== Text section
Go: Structuring repositories with protocol buffers

2020-03-01

Introduction

In my current position at Utility Warehouse, my team keeps our go code for all our services within a monorepo. This includes all our protocol buffer definitions that are used to generate client/service code to allow our services to interact.

This post aims to outline our way of organising our protocol buffer code and how we perform code generation to ensure all services are up-to-date with the latest contracts when things change. This posts expects you to already be familiar with protocol buffers.

You could also use the structure explained in this post to create a single repository that contains all proto definitions for all services (or whatever else you use them for) and serve it as a go module.

What are protocol buffers?

Taken from Google’s documentation

Protocol buffers are Google’s language-neutral, platform-neutral, extensible mechanism for serializing structured data – think XML, but smaller, faster, and simpler. You define how you want your data to be structured once, then you can use special generated source code to easily write and read your structured data to and from a variety of data streams and using a variety of languages.

On top of using them for service-to-service communication, we also use them as our serialization format for the event-sourced aspects of our systems, where proto messages are sent over the wire via Apache Kafka and NATS. Which also allows systems that consume/produce events to always have the most up-to-date definitions.

The ‘proto’ directory

At the top level of our repository lives the proto directory. This is where all .proto files live, as well as third-party definitions (such as those provided by google or from other teams within the business).
====
Reproduce the entire post above on structuring Go repositories with protocol buffers, word for word and with its original line breaks.
== Dataset rows
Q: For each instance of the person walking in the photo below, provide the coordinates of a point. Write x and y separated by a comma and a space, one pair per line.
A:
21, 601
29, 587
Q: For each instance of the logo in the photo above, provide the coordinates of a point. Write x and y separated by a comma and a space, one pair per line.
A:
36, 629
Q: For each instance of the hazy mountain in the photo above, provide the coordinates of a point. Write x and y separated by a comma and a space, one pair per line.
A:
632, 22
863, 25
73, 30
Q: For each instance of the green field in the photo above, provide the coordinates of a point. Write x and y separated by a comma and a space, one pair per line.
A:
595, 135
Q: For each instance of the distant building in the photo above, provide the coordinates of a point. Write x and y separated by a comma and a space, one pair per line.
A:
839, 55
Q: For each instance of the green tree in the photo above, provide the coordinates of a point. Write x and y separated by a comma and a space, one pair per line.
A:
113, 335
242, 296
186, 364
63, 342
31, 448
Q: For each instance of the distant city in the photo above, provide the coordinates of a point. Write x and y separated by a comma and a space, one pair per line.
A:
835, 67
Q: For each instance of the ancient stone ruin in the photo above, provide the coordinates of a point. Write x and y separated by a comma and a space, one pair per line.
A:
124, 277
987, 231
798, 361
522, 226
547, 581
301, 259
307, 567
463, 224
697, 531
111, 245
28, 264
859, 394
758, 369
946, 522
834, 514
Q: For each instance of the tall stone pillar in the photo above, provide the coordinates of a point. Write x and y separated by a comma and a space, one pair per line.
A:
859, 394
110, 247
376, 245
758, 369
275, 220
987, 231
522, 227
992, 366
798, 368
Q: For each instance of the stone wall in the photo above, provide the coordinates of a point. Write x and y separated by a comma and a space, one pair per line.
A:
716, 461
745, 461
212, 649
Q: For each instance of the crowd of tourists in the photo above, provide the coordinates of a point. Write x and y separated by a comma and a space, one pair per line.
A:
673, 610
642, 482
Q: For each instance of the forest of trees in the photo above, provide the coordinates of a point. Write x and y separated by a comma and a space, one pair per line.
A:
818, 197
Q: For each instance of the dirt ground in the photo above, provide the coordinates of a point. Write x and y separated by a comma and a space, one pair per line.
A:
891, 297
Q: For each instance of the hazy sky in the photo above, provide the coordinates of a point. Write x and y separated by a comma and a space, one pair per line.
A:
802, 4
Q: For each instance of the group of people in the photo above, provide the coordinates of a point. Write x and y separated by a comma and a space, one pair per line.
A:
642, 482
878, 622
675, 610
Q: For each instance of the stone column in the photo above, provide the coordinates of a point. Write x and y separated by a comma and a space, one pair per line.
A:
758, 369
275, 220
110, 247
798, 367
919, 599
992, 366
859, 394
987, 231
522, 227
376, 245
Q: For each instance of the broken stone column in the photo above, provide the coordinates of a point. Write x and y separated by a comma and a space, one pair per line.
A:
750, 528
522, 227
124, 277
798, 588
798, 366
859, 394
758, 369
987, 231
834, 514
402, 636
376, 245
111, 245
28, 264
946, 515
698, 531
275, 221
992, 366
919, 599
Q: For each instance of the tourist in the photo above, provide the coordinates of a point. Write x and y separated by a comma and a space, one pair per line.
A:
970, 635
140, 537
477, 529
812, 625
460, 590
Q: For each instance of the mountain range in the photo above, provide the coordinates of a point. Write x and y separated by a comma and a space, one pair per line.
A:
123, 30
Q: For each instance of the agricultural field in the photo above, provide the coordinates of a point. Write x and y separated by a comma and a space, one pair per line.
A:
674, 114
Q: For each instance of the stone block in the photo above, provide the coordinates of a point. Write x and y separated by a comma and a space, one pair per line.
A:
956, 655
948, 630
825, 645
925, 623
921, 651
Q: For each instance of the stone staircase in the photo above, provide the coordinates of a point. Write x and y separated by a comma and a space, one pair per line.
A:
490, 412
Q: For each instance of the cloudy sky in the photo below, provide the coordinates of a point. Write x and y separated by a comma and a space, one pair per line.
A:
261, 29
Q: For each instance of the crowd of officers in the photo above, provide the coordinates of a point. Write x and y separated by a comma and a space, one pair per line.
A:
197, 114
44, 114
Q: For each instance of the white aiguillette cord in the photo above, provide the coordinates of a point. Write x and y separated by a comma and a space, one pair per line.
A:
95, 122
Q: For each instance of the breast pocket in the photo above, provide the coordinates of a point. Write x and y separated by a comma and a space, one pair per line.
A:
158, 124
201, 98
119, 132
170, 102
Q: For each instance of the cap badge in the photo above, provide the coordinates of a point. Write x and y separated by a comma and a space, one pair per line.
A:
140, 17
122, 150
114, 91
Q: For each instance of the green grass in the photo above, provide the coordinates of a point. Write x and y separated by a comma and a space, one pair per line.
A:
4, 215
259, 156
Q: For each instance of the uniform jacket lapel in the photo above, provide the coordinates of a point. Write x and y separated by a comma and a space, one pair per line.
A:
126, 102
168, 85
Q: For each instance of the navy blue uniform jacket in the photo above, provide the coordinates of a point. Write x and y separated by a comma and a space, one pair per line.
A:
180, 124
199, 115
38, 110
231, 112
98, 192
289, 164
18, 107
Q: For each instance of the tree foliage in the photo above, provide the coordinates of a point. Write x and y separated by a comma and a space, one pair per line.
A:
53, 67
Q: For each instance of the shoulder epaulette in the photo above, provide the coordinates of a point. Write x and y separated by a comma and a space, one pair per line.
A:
====
Written response.
Go: Structuring repositories with protocol buffers

2020-03-01

Introduction

In my current position at Utility Warehouse, my team keeps our go code for all our services within a monorepo. This includes all our protocol buffer definitions that are used to generate client/service code to allow our services to interact.

This post aims to outline our way of organising our protocol buffer code and how we perform code generation to ensure all services are up-to-date with the latest contracts when things change. This posts expects you to already be familiar with protocol buffers.

You could also use the structure explained in this post to create a single repository that contains all proto definitions for all services (or whatever else you use them for) and serve it as a go module.

What are protocol buffers?

Taken from Google’s documentation

Protocol buffers are Google’s language-neutral, platform-neutral, extensible mechanism for serializing structured data – think XML, but smaller, faster, and simpler. You define how you want your data to be structured once, then you can use special generated source code to easily write and read your structured data to and from a variety of data streams and using a variety of languages.

On top of using them for service-to-service communication, we also use them as our serialization format for the event-sourced aspects of our systems, where proto messages are sent over the wire via Apache Kafka and NATS. Which also allows systems that consume/produce events to always have the most up-to-date definitions.

The ‘proto’ directory

At the top level of our repository lives the proto directory. This is where all .proto files live, as well as third-party definitions (such as those provided by google or from other teams within the business).